▶ **EXERCISE DESCRIPTION**:
Count the lines in the entries below that contain the word "stop". Reply with the number alone.

▶ **DATA IN THIS EXERCISE**:
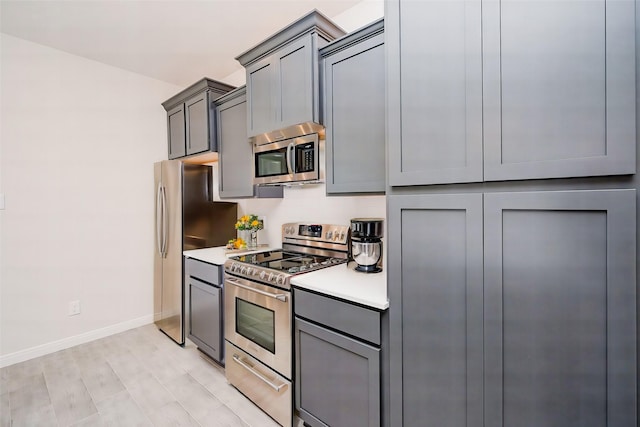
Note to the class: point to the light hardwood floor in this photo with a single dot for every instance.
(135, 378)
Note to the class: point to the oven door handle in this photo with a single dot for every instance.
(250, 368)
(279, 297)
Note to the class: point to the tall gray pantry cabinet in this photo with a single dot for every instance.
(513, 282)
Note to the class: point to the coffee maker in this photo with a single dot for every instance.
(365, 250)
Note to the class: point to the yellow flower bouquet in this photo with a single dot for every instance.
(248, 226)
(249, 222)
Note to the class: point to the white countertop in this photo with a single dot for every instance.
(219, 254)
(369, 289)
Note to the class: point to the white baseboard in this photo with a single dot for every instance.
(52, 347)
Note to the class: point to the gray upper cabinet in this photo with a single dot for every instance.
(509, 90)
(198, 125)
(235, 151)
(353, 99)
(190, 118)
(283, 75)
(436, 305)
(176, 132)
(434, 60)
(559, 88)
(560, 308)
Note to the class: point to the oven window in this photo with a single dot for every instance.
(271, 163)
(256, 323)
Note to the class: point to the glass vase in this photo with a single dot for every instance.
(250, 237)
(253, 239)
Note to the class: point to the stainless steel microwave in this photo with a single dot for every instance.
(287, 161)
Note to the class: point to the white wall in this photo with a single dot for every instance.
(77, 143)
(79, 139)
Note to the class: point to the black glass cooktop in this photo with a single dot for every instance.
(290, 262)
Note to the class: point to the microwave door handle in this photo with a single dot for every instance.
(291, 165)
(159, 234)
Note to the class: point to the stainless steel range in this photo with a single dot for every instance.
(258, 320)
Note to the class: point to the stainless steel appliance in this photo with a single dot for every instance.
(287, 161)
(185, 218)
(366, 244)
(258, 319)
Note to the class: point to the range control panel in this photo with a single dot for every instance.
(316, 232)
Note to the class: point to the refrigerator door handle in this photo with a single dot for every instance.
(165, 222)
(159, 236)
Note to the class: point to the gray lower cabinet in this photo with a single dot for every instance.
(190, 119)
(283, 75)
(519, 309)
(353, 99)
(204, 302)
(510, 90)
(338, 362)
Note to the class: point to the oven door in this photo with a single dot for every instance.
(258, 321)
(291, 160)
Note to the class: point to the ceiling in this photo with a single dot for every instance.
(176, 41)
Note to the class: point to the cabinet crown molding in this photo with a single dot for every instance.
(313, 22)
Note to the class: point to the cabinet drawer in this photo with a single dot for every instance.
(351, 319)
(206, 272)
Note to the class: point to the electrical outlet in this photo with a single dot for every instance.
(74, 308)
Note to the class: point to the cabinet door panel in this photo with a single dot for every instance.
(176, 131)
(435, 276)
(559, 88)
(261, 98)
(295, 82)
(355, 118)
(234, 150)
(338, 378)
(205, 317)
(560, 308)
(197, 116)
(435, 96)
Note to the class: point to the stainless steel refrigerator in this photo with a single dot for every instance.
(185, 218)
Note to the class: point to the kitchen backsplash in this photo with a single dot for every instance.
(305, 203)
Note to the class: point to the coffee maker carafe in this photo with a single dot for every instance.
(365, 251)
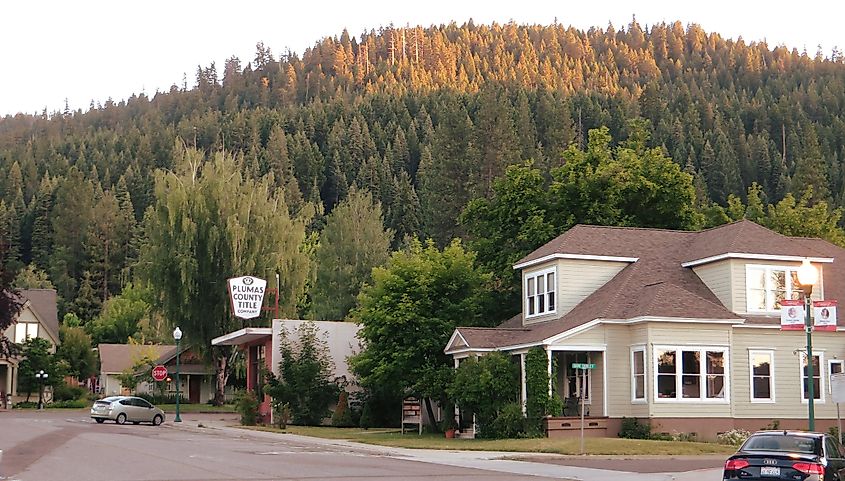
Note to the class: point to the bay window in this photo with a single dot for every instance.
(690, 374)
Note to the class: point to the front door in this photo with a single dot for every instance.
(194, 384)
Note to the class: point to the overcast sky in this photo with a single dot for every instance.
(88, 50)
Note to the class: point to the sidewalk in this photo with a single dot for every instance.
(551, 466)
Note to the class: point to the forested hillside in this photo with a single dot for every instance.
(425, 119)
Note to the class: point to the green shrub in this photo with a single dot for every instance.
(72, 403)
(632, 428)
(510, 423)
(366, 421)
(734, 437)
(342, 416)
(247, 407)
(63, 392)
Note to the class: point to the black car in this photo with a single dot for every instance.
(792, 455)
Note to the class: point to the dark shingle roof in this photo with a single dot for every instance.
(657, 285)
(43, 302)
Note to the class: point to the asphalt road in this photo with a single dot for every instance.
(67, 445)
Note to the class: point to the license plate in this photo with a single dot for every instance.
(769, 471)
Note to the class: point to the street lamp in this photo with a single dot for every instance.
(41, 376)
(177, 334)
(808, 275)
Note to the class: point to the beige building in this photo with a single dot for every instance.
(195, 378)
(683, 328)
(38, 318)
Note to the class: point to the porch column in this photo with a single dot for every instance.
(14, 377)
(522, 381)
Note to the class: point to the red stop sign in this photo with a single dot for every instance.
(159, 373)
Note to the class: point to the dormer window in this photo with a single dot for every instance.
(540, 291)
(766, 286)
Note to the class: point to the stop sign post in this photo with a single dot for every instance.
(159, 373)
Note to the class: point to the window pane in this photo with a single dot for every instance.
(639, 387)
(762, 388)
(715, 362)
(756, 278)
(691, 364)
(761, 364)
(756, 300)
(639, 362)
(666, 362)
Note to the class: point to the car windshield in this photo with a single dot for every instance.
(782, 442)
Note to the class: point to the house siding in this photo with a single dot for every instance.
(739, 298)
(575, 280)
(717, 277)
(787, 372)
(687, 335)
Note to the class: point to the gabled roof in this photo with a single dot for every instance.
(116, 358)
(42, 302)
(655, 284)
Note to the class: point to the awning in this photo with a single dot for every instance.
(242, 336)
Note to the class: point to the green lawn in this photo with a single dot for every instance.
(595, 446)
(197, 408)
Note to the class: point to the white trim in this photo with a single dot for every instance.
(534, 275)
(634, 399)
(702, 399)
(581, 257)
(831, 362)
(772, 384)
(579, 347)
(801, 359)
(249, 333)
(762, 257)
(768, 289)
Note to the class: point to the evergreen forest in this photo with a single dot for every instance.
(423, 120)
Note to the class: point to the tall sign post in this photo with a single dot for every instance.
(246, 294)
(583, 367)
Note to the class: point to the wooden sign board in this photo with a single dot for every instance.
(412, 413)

--

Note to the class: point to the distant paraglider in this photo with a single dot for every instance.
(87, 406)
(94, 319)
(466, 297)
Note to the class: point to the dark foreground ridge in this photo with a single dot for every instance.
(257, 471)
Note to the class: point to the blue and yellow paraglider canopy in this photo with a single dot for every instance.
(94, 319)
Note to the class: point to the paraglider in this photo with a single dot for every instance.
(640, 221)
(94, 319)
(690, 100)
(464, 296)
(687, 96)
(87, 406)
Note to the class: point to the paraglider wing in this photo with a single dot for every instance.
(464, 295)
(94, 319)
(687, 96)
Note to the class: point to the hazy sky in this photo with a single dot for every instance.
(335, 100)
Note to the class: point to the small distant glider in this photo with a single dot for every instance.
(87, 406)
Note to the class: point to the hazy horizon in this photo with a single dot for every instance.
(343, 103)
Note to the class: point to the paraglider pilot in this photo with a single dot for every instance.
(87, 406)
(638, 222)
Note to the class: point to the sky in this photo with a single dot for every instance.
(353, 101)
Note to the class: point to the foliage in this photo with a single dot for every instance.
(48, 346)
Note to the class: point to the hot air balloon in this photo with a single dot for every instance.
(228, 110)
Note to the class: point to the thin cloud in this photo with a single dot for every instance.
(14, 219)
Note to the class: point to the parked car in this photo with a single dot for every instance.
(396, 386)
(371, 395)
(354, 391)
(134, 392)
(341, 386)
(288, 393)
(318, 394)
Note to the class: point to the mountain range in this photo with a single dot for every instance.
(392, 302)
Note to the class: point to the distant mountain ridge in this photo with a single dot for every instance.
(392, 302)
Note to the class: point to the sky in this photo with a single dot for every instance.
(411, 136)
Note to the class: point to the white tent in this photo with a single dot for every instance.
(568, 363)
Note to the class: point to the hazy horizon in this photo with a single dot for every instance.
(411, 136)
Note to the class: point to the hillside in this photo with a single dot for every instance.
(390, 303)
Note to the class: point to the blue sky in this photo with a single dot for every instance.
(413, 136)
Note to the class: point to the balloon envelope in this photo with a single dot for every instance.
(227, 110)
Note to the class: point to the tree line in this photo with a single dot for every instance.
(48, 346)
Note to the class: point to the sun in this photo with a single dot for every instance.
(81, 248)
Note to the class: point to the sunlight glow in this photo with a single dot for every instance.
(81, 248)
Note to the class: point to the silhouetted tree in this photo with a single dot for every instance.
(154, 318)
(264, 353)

▶ **FINAL RESULT**:
2